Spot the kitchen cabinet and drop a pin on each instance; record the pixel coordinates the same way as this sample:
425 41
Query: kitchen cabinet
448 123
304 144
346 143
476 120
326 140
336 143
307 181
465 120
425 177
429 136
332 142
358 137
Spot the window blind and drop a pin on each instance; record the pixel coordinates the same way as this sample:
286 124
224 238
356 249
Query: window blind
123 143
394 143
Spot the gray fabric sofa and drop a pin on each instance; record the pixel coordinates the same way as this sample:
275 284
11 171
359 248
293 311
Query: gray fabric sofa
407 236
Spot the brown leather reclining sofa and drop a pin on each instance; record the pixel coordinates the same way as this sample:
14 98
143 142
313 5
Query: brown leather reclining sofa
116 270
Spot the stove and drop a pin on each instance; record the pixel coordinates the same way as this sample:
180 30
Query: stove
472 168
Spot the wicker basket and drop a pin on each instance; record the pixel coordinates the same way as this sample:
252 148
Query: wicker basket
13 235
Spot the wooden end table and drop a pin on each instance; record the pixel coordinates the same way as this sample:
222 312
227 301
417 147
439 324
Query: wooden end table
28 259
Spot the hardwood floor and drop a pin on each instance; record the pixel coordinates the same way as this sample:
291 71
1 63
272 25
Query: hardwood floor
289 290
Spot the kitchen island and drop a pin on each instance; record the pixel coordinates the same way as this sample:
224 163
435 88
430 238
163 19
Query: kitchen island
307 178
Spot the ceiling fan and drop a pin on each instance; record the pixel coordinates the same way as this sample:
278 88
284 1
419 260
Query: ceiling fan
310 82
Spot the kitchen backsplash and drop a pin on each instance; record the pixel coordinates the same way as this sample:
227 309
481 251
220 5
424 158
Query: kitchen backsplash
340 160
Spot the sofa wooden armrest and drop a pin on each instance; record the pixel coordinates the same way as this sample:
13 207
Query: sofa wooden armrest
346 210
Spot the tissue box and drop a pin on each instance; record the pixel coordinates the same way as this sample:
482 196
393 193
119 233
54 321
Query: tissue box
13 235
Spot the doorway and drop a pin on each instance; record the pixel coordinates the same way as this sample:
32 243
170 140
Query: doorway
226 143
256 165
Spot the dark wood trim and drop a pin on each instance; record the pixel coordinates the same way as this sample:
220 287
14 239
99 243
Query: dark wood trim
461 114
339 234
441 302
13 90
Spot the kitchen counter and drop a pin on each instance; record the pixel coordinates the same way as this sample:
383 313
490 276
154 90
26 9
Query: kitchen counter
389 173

^^^^^^^^

== TASK ITEM ==
Each line of the listing is to be reproduced verbatim.

== RESULT ==
Spot the kitchen cabinet and drop a pin on each instance; record the pixel coordinates the same way as this sample:
425 41
Query: kitchen cabinet
448 123
304 144
346 143
476 120
326 140
336 143
307 181
465 120
425 177
429 136
332 142
358 137
Spot the window blind and drop a pin on each instance; record the pixel coordinates the same way as this sample:
286 124
224 238
356 249
Query: window blind
123 143
394 143
Spot the gray fabric sofa and drop a pin on each instance; record the pixel coordinates the same way as this sample:
275 284
11 171
359 248
293 311
Query: gray fabric sofa
407 236
Spot the brown leather reclining sofa and drop a pin on each instance; record the pixel coordinates the same way as this sample:
14 98
143 142
313 5
Query: brown leather reclining sofa
116 270
Spot the stove and drop a pin on each instance; record the pixel coordinates the same way as this sample:
180 30
Query: stove
472 168
Spot the wicker basket and drop a pin on each instance; record the pixel coordinates the same way as this sample:
252 148
Query: wicker basket
13 235
Spot the wooden end table and drop a pin on each instance; record the pixel coordinates the same way as this sample:
222 312
227 301
417 147
439 324
Query: wooden end table
28 259
Spot the hardwood floor and drop a pin on each instance; record the pixel coordinates the same way as this sample:
291 71
1 63
272 25
Query: hardwood floor
289 290
Spot the kitchen island and drop a pin on each instance; record the pixel coordinates the same way as this sample:
224 163
435 88
430 238
163 19
Query: kitchen island
307 178
Spot the ceiling fan and drop a pin on each instance; record the pixel coordinates the same way as this sample:
278 88
284 1
419 260
Query: ceiling fan
310 82
Spot the kitchen backsplash and drop a pin on each instance; record the pixel coordinates the same way as this sample:
227 309
481 251
220 5
424 158
Query: kitchen backsplash
340 160
Spot the sofa wooden armrest and drop a pin on each instance; record the pixel coordinates the same way as this sample:
13 207
Query: sofa wooden armrest
346 210
Spot the tissue box and drop a pin on each instance; record the pixel coordinates the same way as this sample:
482 196
393 193
119 233
54 321
Query: tissue box
13 235
Spot the doorway and drop a pin on each instance; record the pixel coordinates the same way as this sample:
32 243
170 140
Query: doorway
226 143
256 165
Spot the dark wood trim and drop a pin on each instance; record the pixel coordinates the same way as this sample:
220 287
14 239
99 243
Query: dark wood trim
461 114
339 234
441 302
13 90
Spot the kitchen counter and drop a pin on each instance; record the pixel coordinates the same way as this sample:
383 313
490 276
154 90
26 9
Query: kitchen counter
389 173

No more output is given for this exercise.